GOAL OF THE EXERCISE: Pick out every line in the records below that contains the word "leaf" and copy each of those lines in full.

_ _ _

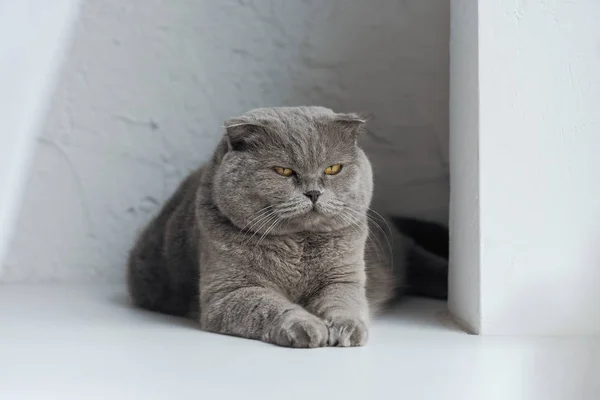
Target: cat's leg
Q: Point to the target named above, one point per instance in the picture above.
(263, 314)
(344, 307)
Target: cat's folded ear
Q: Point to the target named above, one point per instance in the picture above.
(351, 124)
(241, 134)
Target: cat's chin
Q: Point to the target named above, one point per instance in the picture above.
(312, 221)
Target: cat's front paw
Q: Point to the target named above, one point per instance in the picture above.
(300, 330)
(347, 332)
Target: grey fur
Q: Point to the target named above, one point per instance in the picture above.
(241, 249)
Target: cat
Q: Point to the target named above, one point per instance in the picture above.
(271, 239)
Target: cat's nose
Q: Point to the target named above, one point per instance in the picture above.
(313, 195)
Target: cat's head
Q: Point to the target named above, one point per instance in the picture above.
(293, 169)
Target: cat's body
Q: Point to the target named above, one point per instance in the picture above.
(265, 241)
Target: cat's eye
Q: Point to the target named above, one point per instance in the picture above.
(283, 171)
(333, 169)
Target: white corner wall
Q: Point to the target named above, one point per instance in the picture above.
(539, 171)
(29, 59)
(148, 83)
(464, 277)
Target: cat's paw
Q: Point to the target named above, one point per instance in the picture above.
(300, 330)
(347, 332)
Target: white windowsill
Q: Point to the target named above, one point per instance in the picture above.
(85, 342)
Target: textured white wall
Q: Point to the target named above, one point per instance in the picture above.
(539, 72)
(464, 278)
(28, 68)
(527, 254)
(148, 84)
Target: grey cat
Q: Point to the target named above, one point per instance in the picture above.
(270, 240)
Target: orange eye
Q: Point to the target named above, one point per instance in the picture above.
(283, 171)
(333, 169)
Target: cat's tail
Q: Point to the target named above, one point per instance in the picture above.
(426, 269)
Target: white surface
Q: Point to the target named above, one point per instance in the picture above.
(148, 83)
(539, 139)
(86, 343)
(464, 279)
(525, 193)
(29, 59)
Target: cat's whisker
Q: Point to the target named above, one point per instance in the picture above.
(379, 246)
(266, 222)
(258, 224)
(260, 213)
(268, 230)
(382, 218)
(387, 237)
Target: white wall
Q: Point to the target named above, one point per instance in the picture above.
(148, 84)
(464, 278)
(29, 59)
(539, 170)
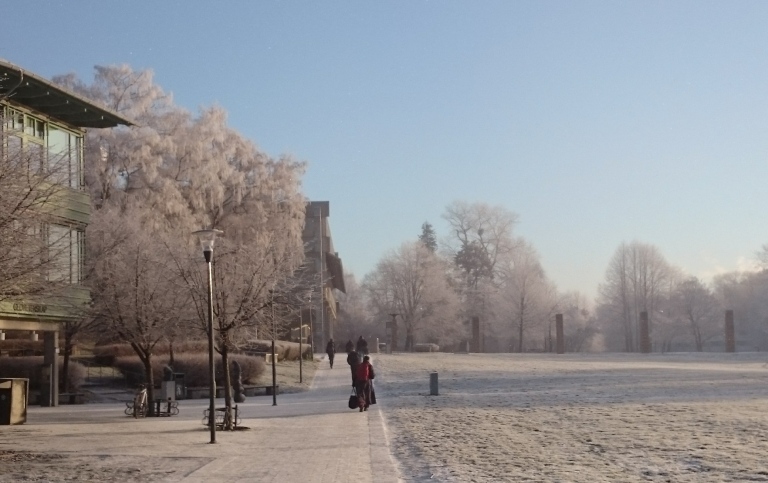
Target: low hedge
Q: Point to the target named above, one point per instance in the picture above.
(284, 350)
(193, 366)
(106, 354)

_ _ _

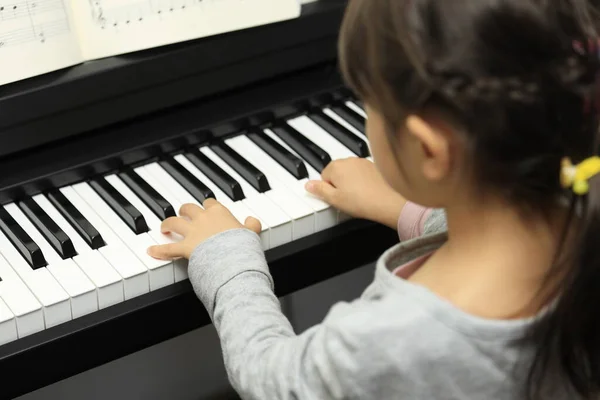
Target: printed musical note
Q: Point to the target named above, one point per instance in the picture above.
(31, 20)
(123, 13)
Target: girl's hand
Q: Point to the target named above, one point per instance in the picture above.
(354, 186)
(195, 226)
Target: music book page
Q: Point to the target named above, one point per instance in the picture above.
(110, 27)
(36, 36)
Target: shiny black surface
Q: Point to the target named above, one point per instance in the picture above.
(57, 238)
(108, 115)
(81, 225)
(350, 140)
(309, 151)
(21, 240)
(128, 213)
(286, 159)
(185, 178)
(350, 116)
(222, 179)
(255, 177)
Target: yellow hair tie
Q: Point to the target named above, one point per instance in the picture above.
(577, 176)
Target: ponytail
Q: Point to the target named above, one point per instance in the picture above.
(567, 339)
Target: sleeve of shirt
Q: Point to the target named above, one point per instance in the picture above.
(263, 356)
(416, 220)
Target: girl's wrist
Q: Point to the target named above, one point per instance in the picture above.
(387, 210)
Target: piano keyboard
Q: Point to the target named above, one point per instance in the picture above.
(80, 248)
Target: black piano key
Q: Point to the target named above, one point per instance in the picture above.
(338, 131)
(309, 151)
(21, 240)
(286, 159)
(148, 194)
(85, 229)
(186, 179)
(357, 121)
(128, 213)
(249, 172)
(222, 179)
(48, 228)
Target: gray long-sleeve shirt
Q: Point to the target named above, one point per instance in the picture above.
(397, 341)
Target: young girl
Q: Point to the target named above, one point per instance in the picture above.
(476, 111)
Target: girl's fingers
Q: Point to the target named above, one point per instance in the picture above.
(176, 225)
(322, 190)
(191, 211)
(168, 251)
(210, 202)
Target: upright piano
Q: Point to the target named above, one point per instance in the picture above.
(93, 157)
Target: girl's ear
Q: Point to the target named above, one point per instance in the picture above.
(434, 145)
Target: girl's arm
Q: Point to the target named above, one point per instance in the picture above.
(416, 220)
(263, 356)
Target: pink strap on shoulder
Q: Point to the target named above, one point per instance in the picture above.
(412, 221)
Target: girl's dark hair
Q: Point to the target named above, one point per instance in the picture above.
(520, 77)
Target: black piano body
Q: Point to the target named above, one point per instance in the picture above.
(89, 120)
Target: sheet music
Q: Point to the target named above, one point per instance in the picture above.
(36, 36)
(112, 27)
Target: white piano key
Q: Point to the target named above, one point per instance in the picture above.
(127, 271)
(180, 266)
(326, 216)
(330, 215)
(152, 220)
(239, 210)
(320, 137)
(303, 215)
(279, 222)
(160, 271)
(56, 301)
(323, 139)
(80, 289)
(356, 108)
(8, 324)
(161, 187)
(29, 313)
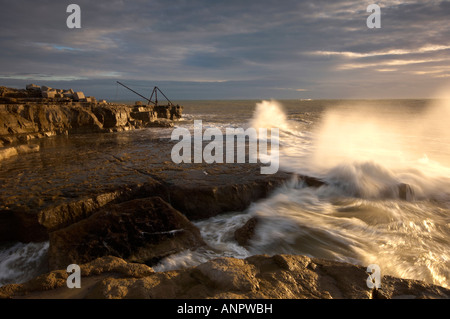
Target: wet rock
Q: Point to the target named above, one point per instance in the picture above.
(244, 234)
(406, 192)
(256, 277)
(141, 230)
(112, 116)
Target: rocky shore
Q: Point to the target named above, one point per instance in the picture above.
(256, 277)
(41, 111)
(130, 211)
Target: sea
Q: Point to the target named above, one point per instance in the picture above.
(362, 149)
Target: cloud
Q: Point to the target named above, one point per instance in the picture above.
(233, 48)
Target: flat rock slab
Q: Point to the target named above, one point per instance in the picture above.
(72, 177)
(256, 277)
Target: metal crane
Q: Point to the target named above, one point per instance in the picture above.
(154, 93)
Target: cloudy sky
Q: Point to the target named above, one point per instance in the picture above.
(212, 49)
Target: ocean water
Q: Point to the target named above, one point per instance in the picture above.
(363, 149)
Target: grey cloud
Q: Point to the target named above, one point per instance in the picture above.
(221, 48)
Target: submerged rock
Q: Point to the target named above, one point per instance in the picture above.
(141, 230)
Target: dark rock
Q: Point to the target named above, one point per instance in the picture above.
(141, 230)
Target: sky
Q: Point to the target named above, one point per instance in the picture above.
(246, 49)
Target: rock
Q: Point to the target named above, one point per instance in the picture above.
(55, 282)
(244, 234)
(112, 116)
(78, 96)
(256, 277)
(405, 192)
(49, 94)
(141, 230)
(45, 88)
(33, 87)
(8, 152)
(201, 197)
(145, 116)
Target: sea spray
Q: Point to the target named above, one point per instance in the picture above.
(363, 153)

_ _ _

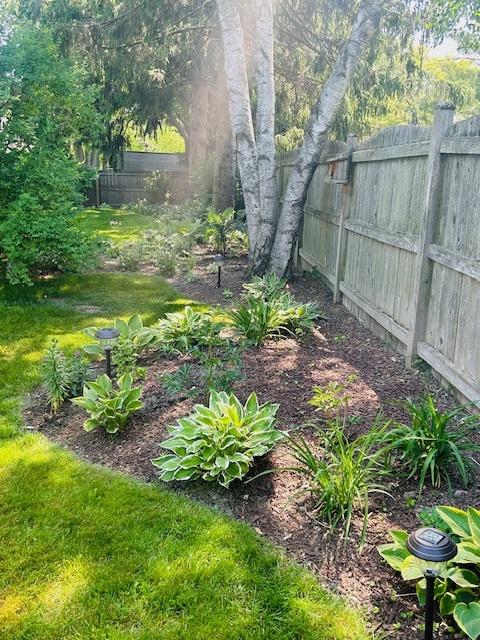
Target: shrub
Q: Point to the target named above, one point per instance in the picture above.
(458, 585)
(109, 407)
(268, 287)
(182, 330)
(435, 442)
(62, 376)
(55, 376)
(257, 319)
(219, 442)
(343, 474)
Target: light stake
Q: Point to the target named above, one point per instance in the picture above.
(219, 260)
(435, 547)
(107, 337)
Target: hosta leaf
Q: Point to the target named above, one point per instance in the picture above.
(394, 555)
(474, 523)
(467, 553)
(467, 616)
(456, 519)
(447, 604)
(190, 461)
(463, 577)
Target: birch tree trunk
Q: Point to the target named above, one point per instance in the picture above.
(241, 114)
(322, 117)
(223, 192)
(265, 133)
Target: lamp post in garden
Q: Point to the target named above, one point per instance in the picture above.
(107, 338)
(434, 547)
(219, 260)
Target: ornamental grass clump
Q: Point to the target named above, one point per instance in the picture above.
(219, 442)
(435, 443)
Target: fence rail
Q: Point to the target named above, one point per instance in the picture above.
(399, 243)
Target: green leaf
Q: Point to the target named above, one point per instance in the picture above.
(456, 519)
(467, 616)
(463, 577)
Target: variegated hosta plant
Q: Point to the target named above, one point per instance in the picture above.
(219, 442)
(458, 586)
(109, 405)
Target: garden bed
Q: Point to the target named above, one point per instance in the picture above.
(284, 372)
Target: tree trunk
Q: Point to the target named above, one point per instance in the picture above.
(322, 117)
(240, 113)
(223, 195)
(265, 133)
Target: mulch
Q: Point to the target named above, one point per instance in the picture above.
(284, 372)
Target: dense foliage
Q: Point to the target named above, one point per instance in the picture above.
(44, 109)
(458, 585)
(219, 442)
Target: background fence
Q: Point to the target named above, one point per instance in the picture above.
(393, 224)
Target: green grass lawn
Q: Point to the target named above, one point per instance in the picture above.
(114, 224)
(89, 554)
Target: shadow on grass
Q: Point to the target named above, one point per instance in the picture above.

_ _ _

SOLUTION TO THE PROBLEM:
Target: hosta leaf
Target: green leaf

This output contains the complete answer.